EXERCISE BRIEF.
Edit the listing below by replacing each occurrence of "dot" with "marker". Leave everything else unchanged.

(Collected data entries)
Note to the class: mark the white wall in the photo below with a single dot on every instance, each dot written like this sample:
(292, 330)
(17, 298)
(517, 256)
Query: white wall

SOLUTION TO THE EXERCISE.
Note to the class: mark the white wall in the photo below with a single marker on every instance, each marker written like this sample:
(292, 330)
(17, 298)
(517, 256)
Query: white wall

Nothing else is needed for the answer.